#### [Exercise brief]
Write the entries out exactly. Any images they hold stay out of the copy.

#### [Records for the exercise]
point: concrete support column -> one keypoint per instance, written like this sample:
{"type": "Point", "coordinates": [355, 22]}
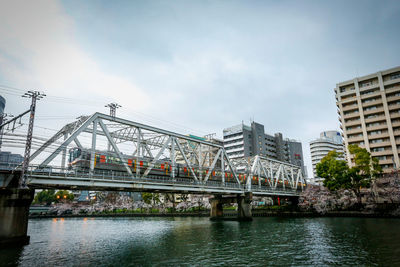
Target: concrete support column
{"type": "Point", "coordinates": [14, 211]}
{"type": "Point", "coordinates": [244, 207]}
{"type": "Point", "coordinates": [217, 211]}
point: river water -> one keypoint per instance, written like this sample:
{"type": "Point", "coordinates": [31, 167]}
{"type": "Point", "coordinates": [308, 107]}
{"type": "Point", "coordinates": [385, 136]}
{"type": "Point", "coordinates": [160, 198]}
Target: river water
{"type": "Point", "coordinates": [193, 241]}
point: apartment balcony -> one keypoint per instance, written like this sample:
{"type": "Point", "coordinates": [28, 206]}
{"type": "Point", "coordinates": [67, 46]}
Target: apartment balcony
{"type": "Point", "coordinates": [356, 139]}
{"type": "Point", "coordinates": [354, 131]}
{"type": "Point", "coordinates": [392, 98]}
{"type": "Point", "coordinates": [395, 115]}
{"type": "Point", "coordinates": [352, 123]}
{"type": "Point", "coordinates": [233, 138]}
{"type": "Point", "coordinates": [372, 103]}
{"type": "Point", "coordinates": [394, 106]}
{"type": "Point", "coordinates": [351, 115]}
{"type": "Point", "coordinates": [369, 87]}
{"type": "Point", "coordinates": [382, 144]}
{"type": "Point", "coordinates": [350, 107]}
{"type": "Point", "coordinates": [240, 142]}
{"type": "Point", "coordinates": [396, 124]}
{"type": "Point", "coordinates": [348, 100]}
{"type": "Point", "coordinates": [396, 133]}
{"type": "Point", "coordinates": [239, 149]}
{"type": "Point", "coordinates": [382, 153]}
{"type": "Point", "coordinates": [374, 94]}
{"type": "Point", "coordinates": [392, 90]}
{"type": "Point", "coordinates": [390, 82]}
{"type": "Point", "coordinates": [376, 119]}
{"type": "Point", "coordinates": [385, 161]}
{"type": "Point", "coordinates": [373, 111]}
{"type": "Point", "coordinates": [378, 136]}
{"type": "Point", "coordinates": [377, 127]}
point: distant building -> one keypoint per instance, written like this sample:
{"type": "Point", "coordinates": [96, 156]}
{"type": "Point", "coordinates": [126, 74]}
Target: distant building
{"type": "Point", "coordinates": [2, 106]}
{"type": "Point", "coordinates": [328, 141]}
{"type": "Point", "coordinates": [247, 141]}
{"type": "Point", "coordinates": [369, 110]}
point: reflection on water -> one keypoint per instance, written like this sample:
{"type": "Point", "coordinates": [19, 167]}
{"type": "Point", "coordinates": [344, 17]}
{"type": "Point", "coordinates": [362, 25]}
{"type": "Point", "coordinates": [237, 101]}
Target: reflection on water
{"type": "Point", "coordinates": [198, 241]}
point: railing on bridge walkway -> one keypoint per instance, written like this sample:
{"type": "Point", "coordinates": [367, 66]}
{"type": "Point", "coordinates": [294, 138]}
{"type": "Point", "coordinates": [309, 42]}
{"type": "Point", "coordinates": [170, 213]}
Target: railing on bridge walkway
{"type": "Point", "coordinates": [101, 148]}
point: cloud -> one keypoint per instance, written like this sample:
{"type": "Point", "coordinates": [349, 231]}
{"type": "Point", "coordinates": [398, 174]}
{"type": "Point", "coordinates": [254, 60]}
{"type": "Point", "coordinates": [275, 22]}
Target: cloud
{"type": "Point", "coordinates": [39, 50]}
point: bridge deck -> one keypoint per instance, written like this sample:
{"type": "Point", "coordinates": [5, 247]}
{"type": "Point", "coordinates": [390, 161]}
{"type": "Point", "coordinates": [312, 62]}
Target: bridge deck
{"type": "Point", "coordinates": [121, 182]}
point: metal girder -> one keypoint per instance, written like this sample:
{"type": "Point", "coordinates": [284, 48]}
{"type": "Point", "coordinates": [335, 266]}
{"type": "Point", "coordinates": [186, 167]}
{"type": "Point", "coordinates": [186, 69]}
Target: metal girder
{"type": "Point", "coordinates": [212, 165]}
{"type": "Point", "coordinates": [126, 136]}
{"type": "Point", "coordinates": [157, 157]}
{"type": "Point", "coordinates": [115, 147]}
{"type": "Point", "coordinates": [68, 141]}
{"type": "Point", "coordinates": [272, 171]}
{"type": "Point", "coordinates": [186, 160]}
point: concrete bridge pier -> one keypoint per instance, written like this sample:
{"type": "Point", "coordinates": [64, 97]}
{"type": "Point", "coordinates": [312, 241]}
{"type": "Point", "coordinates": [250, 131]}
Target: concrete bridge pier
{"type": "Point", "coordinates": [217, 211]}
{"type": "Point", "coordinates": [244, 207]}
{"type": "Point", "coordinates": [14, 211]}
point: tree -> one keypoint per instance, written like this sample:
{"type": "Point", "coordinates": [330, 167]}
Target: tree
{"type": "Point", "coordinates": [151, 198]}
{"type": "Point", "coordinates": [338, 175]}
{"type": "Point", "coordinates": [334, 171]}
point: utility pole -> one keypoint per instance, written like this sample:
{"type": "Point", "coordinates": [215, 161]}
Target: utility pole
{"type": "Point", "coordinates": [3, 118]}
{"type": "Point", "coordinates": [113, 107]}
{"type": "Point", "coordinates": [35, 95]}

#### [Response below]
point: concrete support column -> one keypoint per instance, written like this sample:
{"type": "Point", "coordinates": [355, 22]}
Target: concrete support column
{"type": "Point", "coordinates": [14, 211]}
{"type": "Point", "coordinates": [244, 207]}
{"type": "Point", "coordinates": [217, 211]}
point: river water -> one keypoint per instance, written like this sample:
{"type": "Point", "coordinates": [31, 167]}
{"type": "Point", "coordinates": [308, 107]}
{"type": "Point", "coordinates": [385, 136]}
{"type": "Point", "coordinates": [160, 198]}
Target: river water
{"type": "Point", "coordinates": [193, 241]}
point: apartment balcony -> one keypoint per instance, written like this sample:
{"type": "Point", "coordinates": [28, 206]}
{"type": "Point", "coordinates": [67, 46]}
Target: apartment balcony
{"type": "Point", "coordinates": [356, 139]}
{"type": "Point", "coordinates": [354, 131]}
{"type": "Point", "coordinates": [392, 98]}
{"type": "Point", "coordinates": [395, 115]}
{"type": "Point", "coordinates": [352, 123]}
{"type": "Point", "coordinates": [233, 138]}
{"type": "Point", "coordinates": [372, 103]}
{"type": "Point", "coordinates": [394, 106]}
{"type": "Point", "coordinates": [351, 115]}
{"type": "Point", "coordinates": [369, 87]}
{"type": "Point", "coordinates": [382, 144]}
{"type": "Point", "coordinates": [350, 107]}
{"type": "Point", "coordinates": [240, 142]}
{"type": "Point", "coordinates": [396, 124]}
{"type": "Point", "coordinates": [348, 100]}
{"type": "Point", "coordinates": [396, 133]}
{"type": "Point", "coordinates": [239, 149]}
{"type": "Point", "coordinates": [382, 153]}
{"type": "Point", "coordinates": [374, 94]}
{"type": "Point", "coordinates": [392, 90]}
{"type": "Point", "coordinates": [390, 82]}
{"type": "Point", "coordinates": [376, 119]}
{"type": "Point", "coordinates": [385, 161]}
{"type": "Point", "coordinates": [373, 111]}
{"type": "Point", "coordinates": [378, 136]}
{"type": "Point", "coordinates": [377, 127]}
point: distant building -> one keypoint per instance, written like this sample:
{"type": "Point", "coordinates": [96, 156]}
{"type": "Point", "coordinates": [126, 74]}
Target: distant building
{"type": "Point", "coordinates": [2, 106]}
{"type": "Point", "coordinates": [328, 141]}
{"type": "Point", "coordinates": [247, 141]}
{"type": "Point", "coordinates": [369, 110]}
point: reflection on water -> one keypoint per instance, written like this sample:
{"type": "Point", "coordinates": [19, 167]}
{"type": "Point", "coordinates": [344, 17]}
{"type": "Point", "coordinates": [362, 25]}
{"type": "Point", "coordinates": [237, 101]}
Target: reflection on water
{"type": "Point", "coordinates": [198, 241]}
point: railing on bridge walkway -> one keypoint per instance, written like this sample:
{"type": "Point", "coordinates": [367, 66]}
{"type": "Point", "coordinates": [294, 138]}
{"type": "Point", "coordinates": [309, 42]}
{"type": "Point", "coordinates": [170, 213]}
Target: railing on bridge walkway
{"type": "Point", "coordinates": [101, 148]}
point: cloud -> one keypoint per instance, written like this sample:
{"type": "Point", "coordinates": [349, 231]}
{"type": "Point", "coordinates": [398, 174]}
{"type": "Point", "coordinates": [254, 60]}
{"type": "Point", "coordinates": [275, 22]}
Target: cloud
{"type": "Point", "coordinates": [39, 50]}
point: bridge deck -> one keypoint per instance, written like this sample:
{"type": "Point", "coordinates": [5, 247]}
{"type": "Point", "coordinates": [390, 161]}
{"type": "Point", "coordinates": [312, 62]}
Target: bridge deck
{"type": "Point", "coordinates": [121, 182]}
point: metal girder -> one keypoint per instance, written like this sample:
{"type": "Point", "coordinates": [284, 48]}
{"type": "Point", "coordinates": [335, 266]}
{"type": "Point", "coordinates": [186, 167]}
{"type": "Point", "coordinates": [186, 69]}
Target: metal girder
{"type": "Point", "coordinates": [212, 165]}
{"type": "Point", "coordinates": [126, 136]}
{"type": "Point", "coordinates": [157, 157]}
{"type": "Point", "coordinates": [115, 147]}
{"type": "Point", "coordinates": [68, 141]}
{"type": "Point", "coordinates": [272, 171]}
{"type": "Point", "coordinates": [186, 160]}
point: concrete bridge pier -> one keypoint per instance, written like this sample:
{"type": "Point", "coordinates": [64, 97]}
{"type": "Point", "coordinates": [312, 241]}
{"type": "Point", "coordinates": [250, 131]}
Target: concrete bridge pier
{"type": "Point", "coordinates": [217, 211]}
{"type": "Point", "coordinates": [244, 207]}
{"type": "Point", "coordinates": [14, 211]}
point: tree -> one keypoint per instance, written like this sample:
{"type": "Point", "coordinates": [330, 167]}
Target: tree
{"type": "Point", "coordinates": [151, 198]}
{"type": "Point", "coordinates": [338, 175]}
{"type": "Point", "coordinates": [334, 171]}
point: utility pole -> one keypoint per instance, written like this sample:
{"type": "Point", "coordinates": [215, 161]}
Target: utility pole
{"type": "Point", "coordinates": [3, 118]}
{"type": "Point", "coordinates": [113, 107]}
{"type": "Point", "coordinates": [35, 95]}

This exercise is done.